> [SUPPLIED TEXT]
»»

Imagination may have no boundaries, markets always do (“There are no boundaries to these things”). When you’re small fry the pond seems limitless. And if all is in harmony (no tuna to gobble you, all fry remaining small, enough algae to feed off, forever), then the market is a good and boundless place. If only.

Personally, I hope there will always be some ponds with room in them to let such small fry bubble up their innovations: they keep the fashion business alive.

They also serve to remind us that there are reasons for running business that are not based on the race-to-scale.

Dave Wendland
Guest
11 years 4 months ago

Thought I’d offer my two cents.

If independents continue to showcase their independence and their suppliers don’t cut off this group’s dependence and patrons support their existence and make these stores their preference, they will survive.

I personally believe the absence of independents would lead to consequences and their mere existence and very essence gives shoppers a point of difference.

Here’s to their continued resilience.

Ted Hurlbut
Guest
Ted Hurlbut
11 years 4 months ago

The key to any independent retailer is to be able to identify an underserved segment and serve it with passion, flair and distinctiveness. The retailers profiled in NYC all serving distinctive, urban-chic niches. There are many more opportunities.

That said, it’s important to emphasize that these are niches. They exist at the upper end of the pricing spectrum, where price is not a significant driver in the purchase decision, and they exist around very specific, non mass-market categories. Many are exclusive to urban centers like those retailers that were profiled. Just about all need to be self-financed.

Doron Levy
Guest
Doron Levy
11 years 4 months ago

These guys mostly have one thing in common, they have successfully differentiated themselves from their bigger competition. Unique products and deeper customer connections is what sets independents apart in the retail world. From the sounds of this article, these merchants are doing well at servicing niche markets. 2010 will be the Year of the Independent Merchant!

««

> [DATA FOR ANALYSIS]
»»

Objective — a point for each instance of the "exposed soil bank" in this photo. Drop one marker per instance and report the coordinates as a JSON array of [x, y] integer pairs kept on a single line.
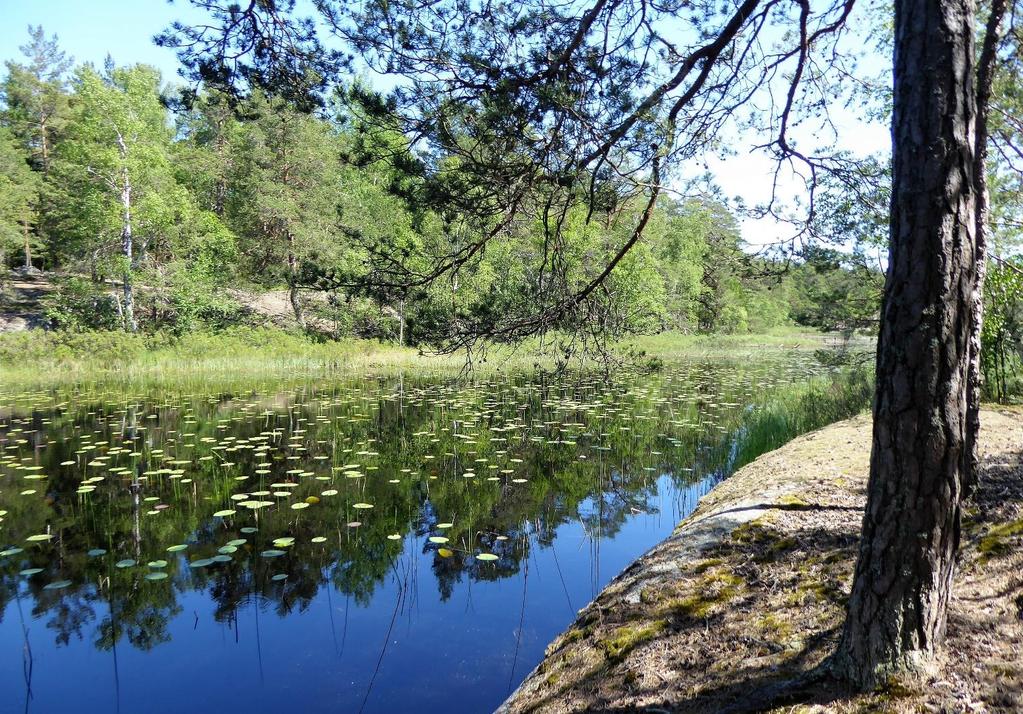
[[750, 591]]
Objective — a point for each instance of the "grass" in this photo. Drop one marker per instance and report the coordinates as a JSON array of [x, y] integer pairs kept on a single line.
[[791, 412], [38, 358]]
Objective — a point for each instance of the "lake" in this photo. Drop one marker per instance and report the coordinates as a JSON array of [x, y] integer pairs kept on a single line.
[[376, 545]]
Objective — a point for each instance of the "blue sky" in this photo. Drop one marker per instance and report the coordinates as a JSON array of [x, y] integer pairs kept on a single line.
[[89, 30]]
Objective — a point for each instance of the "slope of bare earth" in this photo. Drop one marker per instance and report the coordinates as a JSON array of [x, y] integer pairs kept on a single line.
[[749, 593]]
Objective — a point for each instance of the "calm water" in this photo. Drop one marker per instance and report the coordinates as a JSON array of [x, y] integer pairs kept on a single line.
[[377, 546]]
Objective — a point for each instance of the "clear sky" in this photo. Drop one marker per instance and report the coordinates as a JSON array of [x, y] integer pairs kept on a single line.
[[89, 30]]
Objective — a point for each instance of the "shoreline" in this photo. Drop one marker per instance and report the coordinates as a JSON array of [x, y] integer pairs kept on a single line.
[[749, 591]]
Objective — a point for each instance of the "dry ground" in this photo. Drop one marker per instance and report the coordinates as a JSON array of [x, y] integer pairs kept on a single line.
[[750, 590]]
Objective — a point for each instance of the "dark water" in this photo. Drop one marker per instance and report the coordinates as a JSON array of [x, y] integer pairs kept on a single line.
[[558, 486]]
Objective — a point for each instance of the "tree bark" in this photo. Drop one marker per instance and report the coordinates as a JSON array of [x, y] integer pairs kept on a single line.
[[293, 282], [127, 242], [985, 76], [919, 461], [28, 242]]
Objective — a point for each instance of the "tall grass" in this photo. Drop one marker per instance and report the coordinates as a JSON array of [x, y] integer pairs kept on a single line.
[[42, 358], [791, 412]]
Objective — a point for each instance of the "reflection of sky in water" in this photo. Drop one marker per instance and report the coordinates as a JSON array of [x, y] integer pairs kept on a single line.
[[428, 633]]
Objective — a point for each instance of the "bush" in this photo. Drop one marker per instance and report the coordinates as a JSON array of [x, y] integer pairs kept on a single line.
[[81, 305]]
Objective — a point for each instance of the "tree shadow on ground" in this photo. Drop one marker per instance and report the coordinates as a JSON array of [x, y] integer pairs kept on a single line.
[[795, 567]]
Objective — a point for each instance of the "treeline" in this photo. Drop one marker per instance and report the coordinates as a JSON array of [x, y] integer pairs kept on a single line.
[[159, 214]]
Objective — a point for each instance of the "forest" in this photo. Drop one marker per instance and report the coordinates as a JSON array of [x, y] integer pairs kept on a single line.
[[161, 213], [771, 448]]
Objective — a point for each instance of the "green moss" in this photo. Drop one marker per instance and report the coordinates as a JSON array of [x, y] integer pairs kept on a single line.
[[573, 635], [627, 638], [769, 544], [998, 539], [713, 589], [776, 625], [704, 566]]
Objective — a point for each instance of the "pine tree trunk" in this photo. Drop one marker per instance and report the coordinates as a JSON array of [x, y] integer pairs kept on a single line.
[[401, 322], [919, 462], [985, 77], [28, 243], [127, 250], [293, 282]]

««
»»

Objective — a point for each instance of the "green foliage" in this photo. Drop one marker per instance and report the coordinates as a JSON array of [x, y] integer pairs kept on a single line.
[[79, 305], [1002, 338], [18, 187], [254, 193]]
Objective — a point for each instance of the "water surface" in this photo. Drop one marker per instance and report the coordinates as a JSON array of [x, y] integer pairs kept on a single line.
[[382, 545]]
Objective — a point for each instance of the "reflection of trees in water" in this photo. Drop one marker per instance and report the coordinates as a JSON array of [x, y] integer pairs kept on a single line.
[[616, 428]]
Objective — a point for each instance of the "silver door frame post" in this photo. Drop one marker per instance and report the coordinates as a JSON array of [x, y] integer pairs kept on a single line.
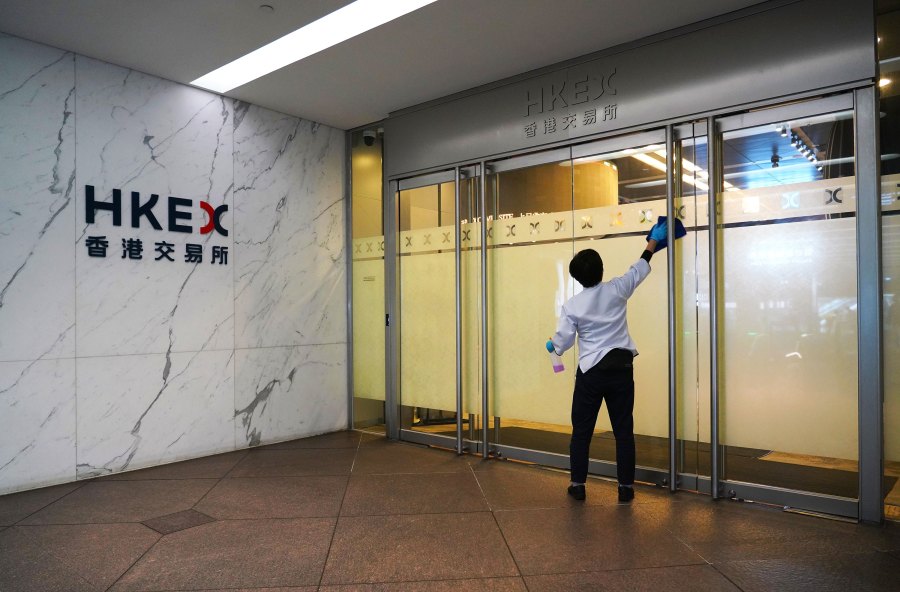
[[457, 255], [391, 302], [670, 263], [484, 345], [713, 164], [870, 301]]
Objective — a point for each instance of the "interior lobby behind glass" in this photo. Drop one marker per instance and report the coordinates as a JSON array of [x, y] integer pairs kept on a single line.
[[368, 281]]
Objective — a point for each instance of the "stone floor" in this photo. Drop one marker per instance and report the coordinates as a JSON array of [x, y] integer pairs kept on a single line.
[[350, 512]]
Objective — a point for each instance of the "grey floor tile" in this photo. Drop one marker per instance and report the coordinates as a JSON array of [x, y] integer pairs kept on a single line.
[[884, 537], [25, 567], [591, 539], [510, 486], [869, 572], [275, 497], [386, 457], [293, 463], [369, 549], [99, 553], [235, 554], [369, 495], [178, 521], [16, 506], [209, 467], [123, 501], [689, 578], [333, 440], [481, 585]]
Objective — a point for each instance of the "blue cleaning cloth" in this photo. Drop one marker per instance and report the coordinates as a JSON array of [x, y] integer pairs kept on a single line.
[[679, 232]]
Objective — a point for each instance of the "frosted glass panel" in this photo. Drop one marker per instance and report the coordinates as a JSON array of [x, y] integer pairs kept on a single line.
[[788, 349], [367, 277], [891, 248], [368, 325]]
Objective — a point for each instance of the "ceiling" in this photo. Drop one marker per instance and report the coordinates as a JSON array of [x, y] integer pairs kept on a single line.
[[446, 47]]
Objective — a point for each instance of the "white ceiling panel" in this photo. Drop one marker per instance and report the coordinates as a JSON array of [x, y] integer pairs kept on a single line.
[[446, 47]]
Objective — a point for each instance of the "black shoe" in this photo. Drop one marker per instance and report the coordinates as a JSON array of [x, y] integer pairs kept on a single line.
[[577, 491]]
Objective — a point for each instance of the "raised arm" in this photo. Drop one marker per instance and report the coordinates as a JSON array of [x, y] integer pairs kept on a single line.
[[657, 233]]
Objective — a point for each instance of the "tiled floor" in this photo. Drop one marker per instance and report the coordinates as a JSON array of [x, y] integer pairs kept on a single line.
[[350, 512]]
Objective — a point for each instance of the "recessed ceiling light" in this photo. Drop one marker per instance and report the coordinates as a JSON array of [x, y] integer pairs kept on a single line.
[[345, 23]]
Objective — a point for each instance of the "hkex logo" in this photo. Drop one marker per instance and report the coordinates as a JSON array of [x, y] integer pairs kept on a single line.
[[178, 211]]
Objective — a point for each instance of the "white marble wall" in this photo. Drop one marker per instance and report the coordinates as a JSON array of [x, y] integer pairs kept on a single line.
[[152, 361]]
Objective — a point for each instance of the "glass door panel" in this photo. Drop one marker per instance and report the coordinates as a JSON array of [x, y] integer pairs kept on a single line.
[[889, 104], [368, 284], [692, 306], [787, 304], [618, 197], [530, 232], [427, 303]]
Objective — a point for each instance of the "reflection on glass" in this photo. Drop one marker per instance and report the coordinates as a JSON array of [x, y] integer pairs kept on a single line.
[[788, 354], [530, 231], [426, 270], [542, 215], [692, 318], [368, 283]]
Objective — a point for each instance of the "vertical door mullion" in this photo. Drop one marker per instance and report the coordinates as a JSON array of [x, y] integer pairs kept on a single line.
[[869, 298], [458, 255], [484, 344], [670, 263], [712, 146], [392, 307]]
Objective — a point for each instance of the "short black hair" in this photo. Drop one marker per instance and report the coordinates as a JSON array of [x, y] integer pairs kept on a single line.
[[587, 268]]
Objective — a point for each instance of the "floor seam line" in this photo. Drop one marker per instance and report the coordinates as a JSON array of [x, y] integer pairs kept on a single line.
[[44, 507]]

««
»»

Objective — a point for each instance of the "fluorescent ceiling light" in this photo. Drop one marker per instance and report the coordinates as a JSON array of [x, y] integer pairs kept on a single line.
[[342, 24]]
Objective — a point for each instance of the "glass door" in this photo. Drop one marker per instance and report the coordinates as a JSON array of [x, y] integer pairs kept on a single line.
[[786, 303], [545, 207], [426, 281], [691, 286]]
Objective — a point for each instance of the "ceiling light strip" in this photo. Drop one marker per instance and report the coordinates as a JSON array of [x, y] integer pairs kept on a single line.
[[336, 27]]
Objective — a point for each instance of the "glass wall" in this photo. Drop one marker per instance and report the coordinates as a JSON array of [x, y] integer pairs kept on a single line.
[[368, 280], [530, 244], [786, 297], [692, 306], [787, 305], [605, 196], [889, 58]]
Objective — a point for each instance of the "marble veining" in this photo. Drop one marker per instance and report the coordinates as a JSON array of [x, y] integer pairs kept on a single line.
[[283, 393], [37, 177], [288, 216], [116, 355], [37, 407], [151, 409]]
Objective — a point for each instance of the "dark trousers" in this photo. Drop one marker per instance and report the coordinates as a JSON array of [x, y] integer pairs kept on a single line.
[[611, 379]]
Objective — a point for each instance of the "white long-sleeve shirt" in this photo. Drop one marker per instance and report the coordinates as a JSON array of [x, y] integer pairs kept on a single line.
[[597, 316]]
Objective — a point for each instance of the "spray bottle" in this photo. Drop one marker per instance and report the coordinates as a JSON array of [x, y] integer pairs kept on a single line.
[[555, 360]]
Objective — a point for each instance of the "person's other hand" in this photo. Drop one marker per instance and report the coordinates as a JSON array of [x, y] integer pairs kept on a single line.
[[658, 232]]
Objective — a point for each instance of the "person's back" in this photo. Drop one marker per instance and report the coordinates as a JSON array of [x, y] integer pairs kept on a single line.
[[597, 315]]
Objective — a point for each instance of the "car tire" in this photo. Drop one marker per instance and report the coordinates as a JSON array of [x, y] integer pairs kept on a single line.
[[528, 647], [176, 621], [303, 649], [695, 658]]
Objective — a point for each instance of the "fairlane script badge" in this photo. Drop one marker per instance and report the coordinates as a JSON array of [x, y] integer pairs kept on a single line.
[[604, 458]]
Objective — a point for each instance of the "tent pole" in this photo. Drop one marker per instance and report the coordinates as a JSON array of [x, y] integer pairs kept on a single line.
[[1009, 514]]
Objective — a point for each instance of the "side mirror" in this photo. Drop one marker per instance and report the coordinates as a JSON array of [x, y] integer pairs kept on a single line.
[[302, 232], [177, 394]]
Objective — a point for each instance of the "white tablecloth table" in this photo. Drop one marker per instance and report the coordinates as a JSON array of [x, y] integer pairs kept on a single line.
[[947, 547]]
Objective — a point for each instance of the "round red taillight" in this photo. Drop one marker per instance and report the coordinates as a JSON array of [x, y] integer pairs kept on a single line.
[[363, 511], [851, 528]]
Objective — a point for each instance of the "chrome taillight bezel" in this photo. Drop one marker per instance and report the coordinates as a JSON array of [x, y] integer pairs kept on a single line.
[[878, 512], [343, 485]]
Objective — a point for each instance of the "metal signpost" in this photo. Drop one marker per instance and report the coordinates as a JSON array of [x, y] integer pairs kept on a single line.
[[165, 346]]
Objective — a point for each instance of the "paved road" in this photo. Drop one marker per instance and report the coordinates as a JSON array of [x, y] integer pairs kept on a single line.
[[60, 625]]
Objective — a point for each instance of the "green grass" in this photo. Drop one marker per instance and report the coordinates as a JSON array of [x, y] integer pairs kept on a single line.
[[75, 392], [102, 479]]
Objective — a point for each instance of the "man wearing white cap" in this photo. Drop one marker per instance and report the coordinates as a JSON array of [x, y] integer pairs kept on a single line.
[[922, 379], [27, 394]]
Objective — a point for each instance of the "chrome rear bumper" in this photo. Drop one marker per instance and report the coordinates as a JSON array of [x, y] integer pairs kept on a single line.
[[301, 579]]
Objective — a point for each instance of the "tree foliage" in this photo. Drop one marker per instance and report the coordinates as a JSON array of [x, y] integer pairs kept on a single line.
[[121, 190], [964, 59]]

««

> [PROBLEMS AND TASKS]
A. Recast the paragraph of the retail comment thread beginning "That said, it's important to emphasize" as a bulleted list that keeps its main facts.
B. Reproduce the stretch of the retail comment thread from "Dave Wendland" through "point of difference.", word for word.
None of the material is needed here.

> [ANSWERS PER TASK]
A.
- The businesses described are niches.
- They sit at the upper end of the pricing spectrum, where price does not weigh heavily in purchase decisions.
- They center on very specific, non-mass-market categories.
- Many are found only in urban centers, like the retailers profiled.
- Nearly all must be self-financed.

B.
Dave Wendland
Guest
11 years 4 months ago

Thought I’d offer my two cents.

If independents continue to showcase their independence and their suppliers don’t cut off this group’s dependence and patrons support their existence and make these stores their preference, they will survive.

I personally believe the absence of independents would lead to consequences and their mere existence and very essence gives shoppers a point of difference.